## Start Recorded information

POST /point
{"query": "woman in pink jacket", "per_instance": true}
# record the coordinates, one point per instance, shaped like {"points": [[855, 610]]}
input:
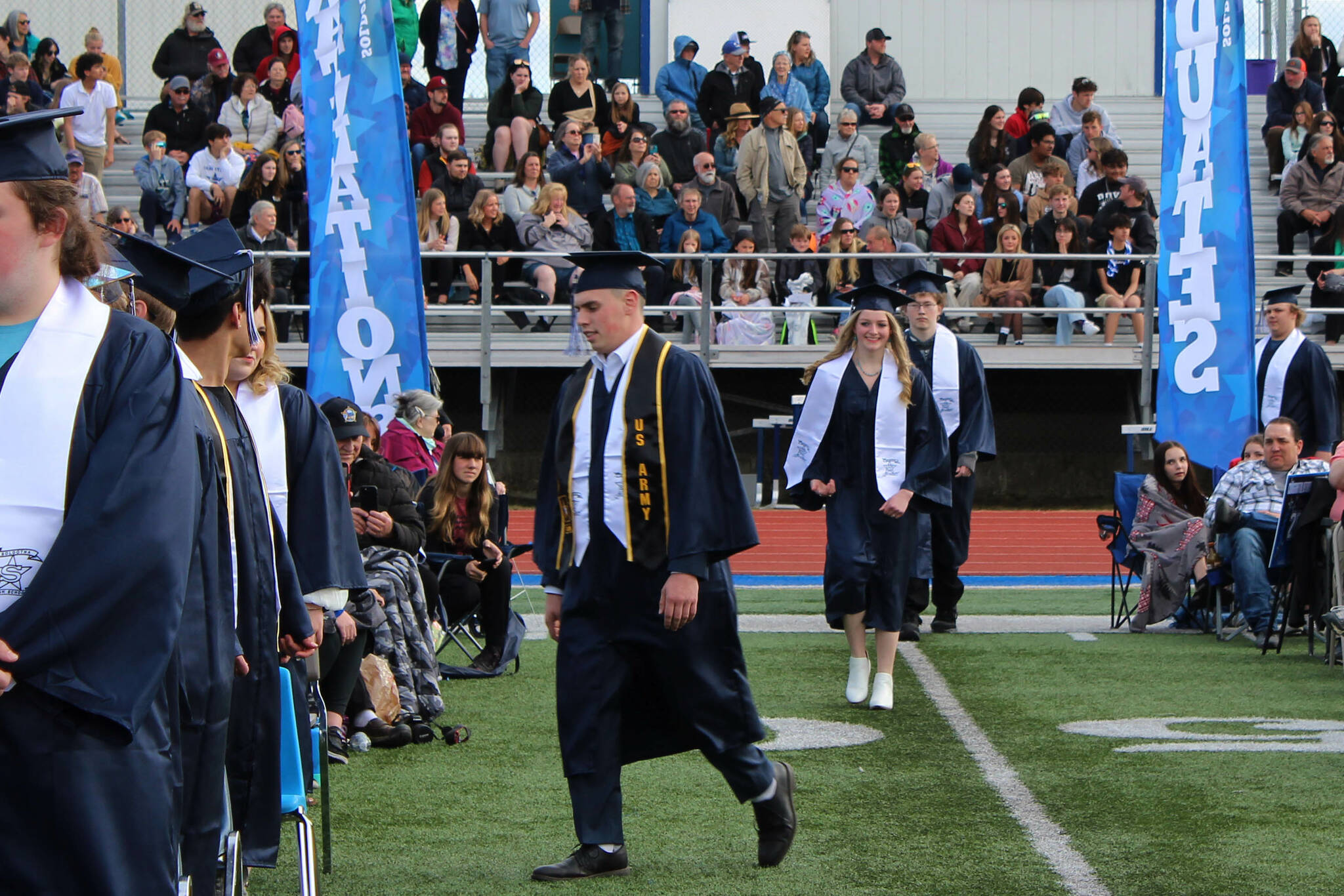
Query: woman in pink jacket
{"points": [[410, 439]]}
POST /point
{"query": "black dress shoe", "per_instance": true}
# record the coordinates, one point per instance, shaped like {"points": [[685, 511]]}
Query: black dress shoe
{"points": [[588, 860], [386, 737], [776, 820]]}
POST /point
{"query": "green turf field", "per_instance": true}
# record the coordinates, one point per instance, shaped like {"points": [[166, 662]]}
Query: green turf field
{"points": [[910, 813], [976, 601]]}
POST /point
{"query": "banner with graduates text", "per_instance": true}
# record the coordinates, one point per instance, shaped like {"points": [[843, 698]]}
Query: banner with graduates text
{"points": [[368, 315], [1206, 277]]}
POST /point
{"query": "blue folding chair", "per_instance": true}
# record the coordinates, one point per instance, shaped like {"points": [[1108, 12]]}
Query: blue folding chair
{"points": [[293, 790], [1125, 562]]}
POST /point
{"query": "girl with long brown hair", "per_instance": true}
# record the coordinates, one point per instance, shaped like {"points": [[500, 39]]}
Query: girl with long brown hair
{"points": [[869, 448], [461, 519], [1169, 533]]}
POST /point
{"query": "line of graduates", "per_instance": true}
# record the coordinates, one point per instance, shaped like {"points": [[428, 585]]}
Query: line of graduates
{"points": [[148, 587]]}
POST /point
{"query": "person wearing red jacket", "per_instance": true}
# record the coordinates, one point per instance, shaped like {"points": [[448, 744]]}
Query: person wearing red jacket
{"points": [[425, 121], [284, 46]]}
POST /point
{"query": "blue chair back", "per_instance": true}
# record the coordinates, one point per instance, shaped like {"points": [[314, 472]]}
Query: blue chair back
{"points": [[1125, 496], [293, 794]]}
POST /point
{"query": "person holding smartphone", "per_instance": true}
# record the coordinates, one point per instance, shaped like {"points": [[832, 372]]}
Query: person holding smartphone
{"points": [[461, 518], [382, 500]]}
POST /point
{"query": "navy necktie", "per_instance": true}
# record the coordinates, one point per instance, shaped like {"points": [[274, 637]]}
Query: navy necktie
{"points": [[601, 417]]}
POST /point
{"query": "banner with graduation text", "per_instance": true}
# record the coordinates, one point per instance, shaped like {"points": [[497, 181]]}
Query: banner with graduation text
{"points": [[368, 314], [1206, 275]]}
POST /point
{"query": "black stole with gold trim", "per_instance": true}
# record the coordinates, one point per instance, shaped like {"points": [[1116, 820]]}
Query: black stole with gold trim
{"points": [[642, 458]]}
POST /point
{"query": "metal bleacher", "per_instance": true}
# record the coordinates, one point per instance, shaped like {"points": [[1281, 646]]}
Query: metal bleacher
{"points": [[456, 342]]}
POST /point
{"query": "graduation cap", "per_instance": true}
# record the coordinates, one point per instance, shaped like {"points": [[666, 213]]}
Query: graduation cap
{"points": [[922, 281], [1282, 295], [29, 147], [875, 297], [195, 274], [610, 270]]}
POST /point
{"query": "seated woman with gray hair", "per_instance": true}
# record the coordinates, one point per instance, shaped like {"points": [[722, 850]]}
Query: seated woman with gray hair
{"points": [[413, 441]]}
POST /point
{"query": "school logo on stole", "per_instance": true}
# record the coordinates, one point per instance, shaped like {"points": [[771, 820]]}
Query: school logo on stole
{"points": [[18, 567]]}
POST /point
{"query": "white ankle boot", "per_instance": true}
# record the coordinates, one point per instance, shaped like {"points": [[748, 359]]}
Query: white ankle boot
{"points": [[882, 688], [858, 685]]}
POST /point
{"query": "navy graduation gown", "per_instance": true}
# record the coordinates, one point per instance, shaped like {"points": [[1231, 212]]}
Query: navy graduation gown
{"points": [[678, 689], [207, 648], [87, 735], [264, 570], [1309, 396], [870, 556], [949, 528], [319, 529]]}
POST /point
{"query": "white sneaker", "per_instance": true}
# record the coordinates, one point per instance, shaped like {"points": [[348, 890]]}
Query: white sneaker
{"points": [[858, 685], [882, 691]]}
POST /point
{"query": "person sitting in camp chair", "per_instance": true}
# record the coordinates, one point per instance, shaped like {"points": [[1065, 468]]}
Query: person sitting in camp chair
{"points": [[461, 518], [1245, 510]]}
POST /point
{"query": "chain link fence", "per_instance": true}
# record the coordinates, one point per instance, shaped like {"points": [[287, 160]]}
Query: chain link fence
{"points": [[133, 30]]}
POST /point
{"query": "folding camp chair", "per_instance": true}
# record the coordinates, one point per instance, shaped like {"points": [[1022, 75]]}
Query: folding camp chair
{"points": [[1125, 563], [293, 793]]}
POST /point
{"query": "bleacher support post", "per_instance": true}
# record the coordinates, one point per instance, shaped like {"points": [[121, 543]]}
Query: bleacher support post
{"points": [[488, 425]]}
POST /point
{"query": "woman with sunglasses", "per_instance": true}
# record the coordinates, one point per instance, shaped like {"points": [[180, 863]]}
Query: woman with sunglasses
{"points": [[460, 510], [635, 152], [846, 198], [511, 119]]}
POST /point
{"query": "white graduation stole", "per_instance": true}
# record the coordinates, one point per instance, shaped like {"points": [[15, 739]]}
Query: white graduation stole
{"points": [[43, 391], [1277, 373], [946, 378], [889, 430], [613, 461], [266, 424]]}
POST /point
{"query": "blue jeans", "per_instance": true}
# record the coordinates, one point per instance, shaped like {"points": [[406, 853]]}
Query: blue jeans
{"points": [[1060, 296], [1248, 551], [497, 61], [864, 119], [614, 42]]}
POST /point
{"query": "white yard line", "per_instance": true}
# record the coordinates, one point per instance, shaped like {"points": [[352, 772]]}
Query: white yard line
{"points": [[1046, 837]]}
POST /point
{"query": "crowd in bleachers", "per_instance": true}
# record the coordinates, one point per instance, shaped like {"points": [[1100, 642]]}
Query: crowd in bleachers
{"points": [[732, 148]]}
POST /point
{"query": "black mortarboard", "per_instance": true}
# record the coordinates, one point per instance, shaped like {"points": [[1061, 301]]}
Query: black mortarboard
{"points": [[875, 297], [195, 274], [29, 147], [921, 281], [1282, 295], [610, 270]]}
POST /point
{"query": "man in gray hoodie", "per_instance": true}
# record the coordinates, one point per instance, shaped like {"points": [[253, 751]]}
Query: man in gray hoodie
{"points": [[873, 83]]}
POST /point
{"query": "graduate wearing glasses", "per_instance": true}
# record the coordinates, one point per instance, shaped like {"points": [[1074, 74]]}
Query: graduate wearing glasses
{"points": [[957, 379]]}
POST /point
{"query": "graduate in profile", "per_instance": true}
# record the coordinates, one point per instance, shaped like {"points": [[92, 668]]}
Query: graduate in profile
{"points": [[870, 449], [640, 504], [97, 520]]}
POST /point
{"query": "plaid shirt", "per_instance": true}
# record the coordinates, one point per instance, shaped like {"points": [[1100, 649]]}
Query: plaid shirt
{"points": [[1251, 488]]}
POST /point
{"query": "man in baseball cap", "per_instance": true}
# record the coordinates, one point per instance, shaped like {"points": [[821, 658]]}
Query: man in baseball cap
{"points": [[186, 50], [1292, 88], [730, 82], [213, 91], [873, 83]]}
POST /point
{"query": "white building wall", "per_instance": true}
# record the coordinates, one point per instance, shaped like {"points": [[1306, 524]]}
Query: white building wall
{"points": [[948, 49]]}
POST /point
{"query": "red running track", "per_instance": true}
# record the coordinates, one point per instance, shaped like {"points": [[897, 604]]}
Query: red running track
{"points": [[1001, 543]]}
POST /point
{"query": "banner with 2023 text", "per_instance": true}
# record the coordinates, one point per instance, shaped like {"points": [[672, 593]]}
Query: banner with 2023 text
{"points": [[1206, 277], [368, 314]]}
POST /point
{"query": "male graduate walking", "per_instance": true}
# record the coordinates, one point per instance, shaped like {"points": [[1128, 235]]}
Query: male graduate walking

## End Recorded information

Directions for this task.
Pick out each line in the records above that contains the word "baseball", and copy those lines.

Answer in full.
{"query": "man in baseball cap", "per_instance": true}
Query: man in baseball cap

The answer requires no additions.